__Problem to work on__. Repeat the entries below exactly as they appear, with no pictures.

__Records to process__.
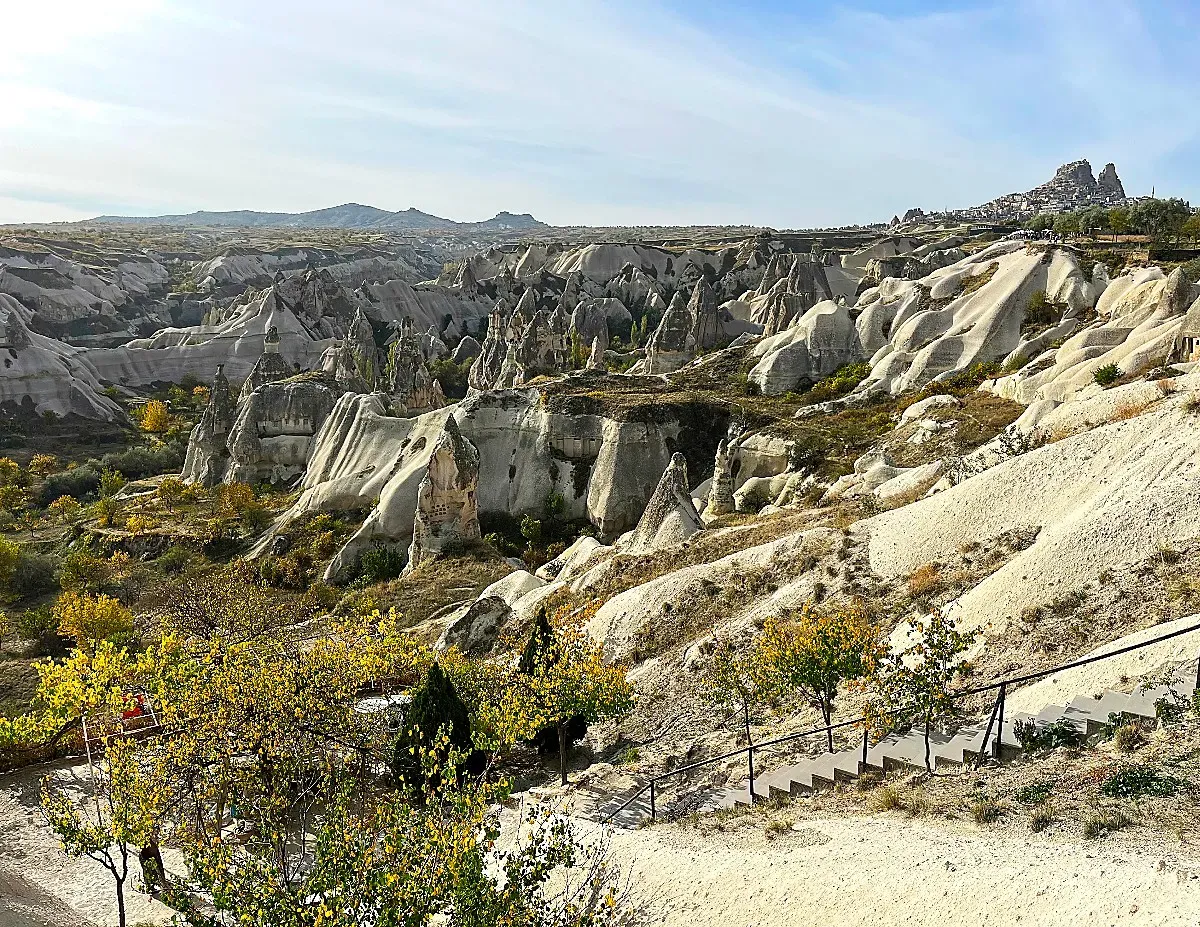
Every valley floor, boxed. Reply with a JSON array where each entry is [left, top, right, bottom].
[[612, 815, 1200, 927]]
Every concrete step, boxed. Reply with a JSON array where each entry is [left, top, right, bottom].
[[712, 663, 1196, 808]]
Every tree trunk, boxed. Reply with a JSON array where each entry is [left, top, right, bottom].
[[558, 722, 566, 785], [925, 712, 934, 773], [116, 879, 125, 927]]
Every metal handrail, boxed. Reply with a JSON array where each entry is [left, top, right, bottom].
[[601, 623, 1200, 824]]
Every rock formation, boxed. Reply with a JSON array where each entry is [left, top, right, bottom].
[[238, 325, 295, 402], [943, 160, 1126, 221], [408, 417, 480, 569], [631, 291, 692, 375], [618, 453, 704, 554], [704, 438, 736, 519], [224, 373, 337, 485], [182, 367, 238, 486]]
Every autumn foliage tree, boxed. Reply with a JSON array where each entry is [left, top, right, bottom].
[[138, 399, 170, 435], [514, 612, 632, 785], [754, 603, 886, 752], [869, 610, 979, 772], [54, 590, 133, 651]]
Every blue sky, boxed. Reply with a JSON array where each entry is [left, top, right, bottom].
[[0, 0, 1200, 228]]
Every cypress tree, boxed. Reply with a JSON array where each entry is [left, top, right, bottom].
[[391, 663, 472, 794]]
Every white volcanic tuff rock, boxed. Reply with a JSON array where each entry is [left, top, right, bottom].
[[617, 454, 704, 554], [224, 376, 337, 484], [408, 415, 480, 569], [0, 293, 125, 421], [192, 246, 442, 289], [988, 268, 1196, 405], [307, 390, 696, 576], [86, 287, 332, 387], [0, 263, 120, 329], [856, 241, 1097, 394], [547, 245, 733, 285], [749, 300, 863, 395], [182, 367, 238, 486], [355, 280, 491, 341], [841, 237, 920, 276], [859, 386, 1200, 632]]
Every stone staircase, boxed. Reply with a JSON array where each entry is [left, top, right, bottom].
[[704, 662, 1196, 809]]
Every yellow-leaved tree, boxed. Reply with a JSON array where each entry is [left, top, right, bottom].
[[138, 399, 170, 435], [54, 590, 133, 652], [514, 610, 632, 785], [754, 602, 887, 753]]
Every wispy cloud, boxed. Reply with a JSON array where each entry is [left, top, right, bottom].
[[0, 0, 1200, 227]]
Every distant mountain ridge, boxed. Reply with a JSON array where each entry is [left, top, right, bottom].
[[86, 203, 550, 232]]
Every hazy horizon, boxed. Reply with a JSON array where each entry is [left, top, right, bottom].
[[0, 0, 1200, 228]]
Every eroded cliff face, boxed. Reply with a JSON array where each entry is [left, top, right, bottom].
[[268, 379, 727, 579]]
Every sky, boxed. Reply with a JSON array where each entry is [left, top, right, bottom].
[[0, 0, 1200, 228]]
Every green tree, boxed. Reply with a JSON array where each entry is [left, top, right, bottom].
[[1025, 213, 1054, 232], [391, 663, 472, 795], [755, 603, 886, 753], [1109, 207, 1129, 244], [869, 610, 979, 772], [1054, 213, 1079, 238]]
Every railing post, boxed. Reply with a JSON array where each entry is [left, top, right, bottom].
[[992, 682, 1008, 760]]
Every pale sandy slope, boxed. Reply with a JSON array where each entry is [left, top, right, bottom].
[[0, 762, 170, 927], [612, 815, 1200, 927]]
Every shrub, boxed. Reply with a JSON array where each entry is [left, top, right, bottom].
[[137, 399, 170, 435], [391, 663, 472, 795], [1084, 808, 1133, 841], [155, 546, 193, 574], [8, 549, 59, 598], [1092, 364, 1122, 387], [1030, 805, 1055, 833], [1013, 779, 1055, 805], [8, 605, 59, 640], [1100, 764, 1188, 799], [100, 470, 127, 497], [46, 496, 83, 525], [29, 454, 59, 479], [971, 799, 1002, 824], [34, 466, 100, 508], [156, 477, 190, 509], [54, 591, 133, 647], [1015, 718, 1086, 753], [359, 545, 408, 584], [1112, 723, 1146, 753]]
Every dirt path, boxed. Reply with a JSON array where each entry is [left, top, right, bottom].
[[612, 815, 1200, 927]]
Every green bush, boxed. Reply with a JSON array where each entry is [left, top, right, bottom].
[[1015, 718, 1086, 753], [1100, 764, 1189, 799], [155, 546, 193, 574], [8, 548, 59, 598], [1013, 779, 1055, 805], [391, 663, 472, 795], [1092, 364, 1122, 387], [34, 466, 100, 508], [359, 545, 408, 584]]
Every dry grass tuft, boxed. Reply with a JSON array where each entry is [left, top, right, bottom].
[[908, 563, 943, 599]]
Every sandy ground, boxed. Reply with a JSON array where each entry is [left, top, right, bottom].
[[0, 762, 170, 927], [612, 815, 1200, 927]]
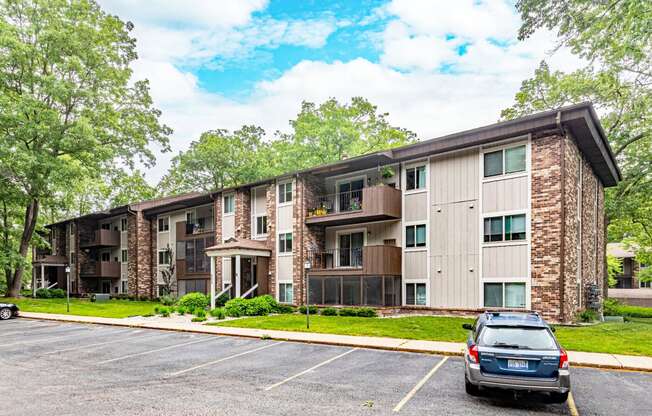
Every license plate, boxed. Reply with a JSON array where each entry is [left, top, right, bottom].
[[507, 360, 527, 370]]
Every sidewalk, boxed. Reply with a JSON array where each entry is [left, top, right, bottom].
[[20, 312, 652, 372]]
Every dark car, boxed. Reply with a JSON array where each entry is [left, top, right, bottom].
[[463, 312, 570, 403], [0, 303, 18, 321]]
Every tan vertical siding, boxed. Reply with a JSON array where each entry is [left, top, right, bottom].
[[430, 149, 480, 308]]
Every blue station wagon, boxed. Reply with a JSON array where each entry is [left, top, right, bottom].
[[463, 312, 570, 403]]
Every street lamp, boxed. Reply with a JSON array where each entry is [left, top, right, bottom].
[[303, 260, 312, 329], [66, 266, 70, 312]]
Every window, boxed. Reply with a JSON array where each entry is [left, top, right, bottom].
[[405, 283, 426, 306], [278, 182, 292, 204], [256, 215, 267, 235], [405, 224, 426, 248], [484, 282, 525, 308], [484, 214, 525, 243], [278, 233, 292, 253], [405, 166, 426, 191], [158, 250, 170, 265], [158, 217, 170, 233], [484, 145, 526, 178], [278, 283, 294, 303], [224, 194, 235, 214]]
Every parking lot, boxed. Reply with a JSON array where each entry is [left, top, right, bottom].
[[0, 319, 652, 415]]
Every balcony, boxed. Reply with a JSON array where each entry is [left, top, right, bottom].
[[79, 230, 120, 248], [79, 260, 120, 279], [176, 218, 215, 240], [308, 245, 401, 276], [306, 185, 401, 225]]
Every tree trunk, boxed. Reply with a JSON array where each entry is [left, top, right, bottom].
[[7, 199, 39, 297]]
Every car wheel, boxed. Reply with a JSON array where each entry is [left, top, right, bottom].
[[0, 308, 12, 321], [464, 376, 480, 396], [550, 392, 568, 403]]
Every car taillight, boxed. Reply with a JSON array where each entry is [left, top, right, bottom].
[[469, 344, 480, 364], [559, 348, 568, 368]]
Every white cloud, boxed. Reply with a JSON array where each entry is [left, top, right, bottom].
[[102, 0, 581, 182]]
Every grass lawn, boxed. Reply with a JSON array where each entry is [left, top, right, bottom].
[[210, 314, 652, 356], [0, 297, 159, 318]]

__Result for this exercise__.
Every valley floor, boxed. Reply with a JSON array where each entry is [left, top, right, bottom].
[[612, 815, 1200, 927]]
Every concrete step, boxed. Reply with a JSON array where each entry is [left, top, right, bottom].
[[712, 663, 1196, 808]]
Every tree trunk, boxed. Reply with a JSON array where each entry is [left, top, right, bottom].
[[558, 722, 566, 785], [925, 712, 934, 773], [116, 879, 125, 927]]
Every metal handrail, boxed. Reply with a JSON array where each entry is [left, top, right, bottom].
[[601, 623, 1200, 824]]
Every rock formation, boxed. Reply with a JSON array where each entry is [left, top, right, bottom].
[[238, 325, 295, 402], [943, 160, 1126, 221], [408, 417, 480, 569], [631, 291, 692, 375], [618, 453, 704, 554], [704, 438, 736, 519], [224, 373, 337, 485], [182, 367, 238, 486]]
Every autumn foliage tree, boxed. Reply with a JSON array where each entry is [left, top, right, bottom].
[[138, 399, 170, 435], [514, 612, 632, 785], [754, 603, 886, 752], [869, 610, 979, 772], [54, 590, 133, 651]]
Every blue sky, boxed. Reply with a JSON array where each entry is [left, top, right, bottom].
[[0, 0, 1200, 228]]
Every cypress tree, boxed. Reply with a JSON array where each entry is [left, top, right, bottom].
[[391, 663, 472, 794]]
Every white volcanic tuff rock, boxed. Reply with a JSON array where each entry is [left, top, right, bottom].
[[617, 454, 704, 554], [224, 376, 337, 484], [408, 415, 480, 569], [0, 293, 125, 421], [192, 246, 442, 289], [988, 268, 1196, 405], [307, 390, 696, 576], [86, 287, 332, 387], [0, 263, 120, 329], [856, 241, 1097, 394], [547, 245, 733, 285], [749, 300, 863, 395], [182, 367, 238, 486], [355, 280, 491, 341], [841, 237, 920, 276], [859, 386, 1200, 632]]
Every stone staircase, boxed. Reply with a JSON array where each entry is [left, top, right, bottom].
[[704, 662, 1196, 809]]
Every yellow-leaved tree, boxed. Reply with a JSON array where each entry is [left, top, right, bottom].
[[138, 399, 170, 435], [54, 590, 133, 652], [514, 610, 632, 785], [754, 602, 887, 753]]
Every wispy cloud, boxed. Reply with a JSON array where each entry is [left, top, right, bottom].
[[0, 0, 1200, 227]]
Every distant mountain ridge, boxed. Reply with a JSON array where each entry is [left, top, right, bottom].
[[86, 203, 550, 232]]
Every hazy horizon, boxed. Reply with a JSON array where each entry is [left, top, right, bottom].
[[0, 0, 1200, 228]]
Every eroded cliff face, boxed. Reply with a JSON array where each entry is [left, top, right, bottom].
[[268, 379, 727, 579]]
Every sky, boxed. Reply with a JSON array where each entry is [left, top, right, bottom].
[[0, 0, 1200, 228]]
Every green tree, boxed. Reply with a JSON array where each entry is [left, top, right, bottom].
[[1025, 213, 1054, 232], [391, 663, 472, 795], [755, 603, 886, 753], [1109, 207, 1129, 244], [869, 610, 979, 772], [1054, 213, 1079, 238]]
Every railing post, boxed. Reply with a JSON array where each entry is [left, top, right, bottom].
[[992, 682, 1008, 760]]
Every pale sandy slope, boxed. Reply with a JSON array where each entry is [left, top, right, bottom].
[[0, 762, 170, 927], [612, 815, 1200, 927]]
Every shrub, boxed. Reply with a JSON array where each entry is [left, top, right, bottom].
[[137, 399, 170, 435], [391, 663, 472, 795], [1084, 808, 1133, 841], [155, 546, 193, 574], [8, 549, 59, 598], [1092, 364, 1122, 387], [1030, 805, 1055, 833], [1013, 779, 1055, 805], [8, 605, 59, 640], [1100, 764, 1188, 799], [100, 470, 127, 497], [46, 496, 83, 525], [29, 454, 59, 479], [971, 799, 1002, 824], [34, 466, 100, 508], [156, 477, 190, 509], [54, 591, 133, 647], [1015, 718, 1086, 753], [359, 545, 408, 584], [1112, 723, 1146, 753]]
Every dirt path, boxed. Reply with a JSON array where each entry is [left, top, right, bottom].
[[612, 815, 1200, 927]]
Every green bush, boxed. Reply with a JSON array where each entry is [left, top, right, bottom].
[[1015, 718, 1086, 753], [1100, 764, 1189, 799], [155, 546, 193, 574], [8, 548, 59, 598], [1013, 779, 1055, 805], [391, 663, 472, 795], [1092, 364, 1122, 387], [34, 466, 100, 508], [359, 545, 408, 584]]
Every dry grass tuft, boxed. Reply with a JSON array where each entry is [left, top, right, bottom].
[[908, 563, 943, 599]]
Every sandy ground, boxed. Reply with a JSON array where each entry is [left, top, right, bottom].
[[0, 762, 170, 927], [612, 815, 1200, 927]]
Every license plate, boxed. Reply with a JSON array where each entry is [left, top, right, bottom].
[[507, 360, 527, 370]]
Every sidewalk, boxed. Reply with a JSON array where each entry is [left, top, right, bottom].
[[20, 312, 652, 372]]
Every dark car, boxed. Reply with a JSON array where each entry is [left, top, right, bottom].
[[463, 312, 570, 403], [0, 303, 18, 321]]
Every tan vertical siding, boxed. Reply with a JSON array where each entry is [left, top, right, bottom].
[[430, 149, 480, 308]]
Every blue station wagon, boxed. Reply with a JSON array where each entry is [left, top, right, bottom].
[[463, 312, 570, 403]]
Every street lamp, boxed. Reply with a JSON array where each entry is [left, top, right, bottom].
[[303, 260, 312, 329], [66, 266, 70, 312]]
Every window, boxed. Reply with a JSON array where each entry is [left, top, right, bottom].
[[405, 283, 426, 306], [278, 182, 292, 204], [256, 215, 267, 235], [405, 224, 426, 248], [484, 282, 525, 308], [484, 214, 525, 243], [278, 233, 292, 253], [405, 166, 426, 191], [158, 250, 170, 265], [158, 217, 170, 233], [484, 145, 526, 178], [278, 283, 294, 303], [224, 194, 235, 214]]
Every parking lot, boxed. Reply with a JSON array where each entry is [left, top, right, bottom].
[[0, 319, 652, 415]]
Every balcony, boxed. Reply with a JSON array where each entry is [left, top, right, bottom].
[[79, 230, 120, 248], [79, 260, 120, 279], [176, 218, 215, 240], [308, 245, 401, 276], [306, 185, 401, 225]]
Every tree trunk, boxed. Reply with a JSON array where each entry is [left, top, right, bottom].
[[7, 199, 39, 297]]
Every car wheel, boxed. Reply with a JSON array where each entry is [left, top, right, bottom].
[[0, 308, 12, 321], [464, 376, 480, 396], [550, 392, 568, 403]]
Every car taillight, boxed. Reply with a JSON array where each entry is [left, top, right, bottom].
[[469, 344, 480, 364], [559, 348, 568, 368]]
Every white cloud, boxed. Reply with a JSON array where each entry is [left, top, right, bottom].
[[102, 0, 581, 182]]
Every grass lawn, boxed. Reply with a JSON array where each entry is [left, top, right, bottom].
[[210, 314, 652, 356], [0, 297, 159, 318]]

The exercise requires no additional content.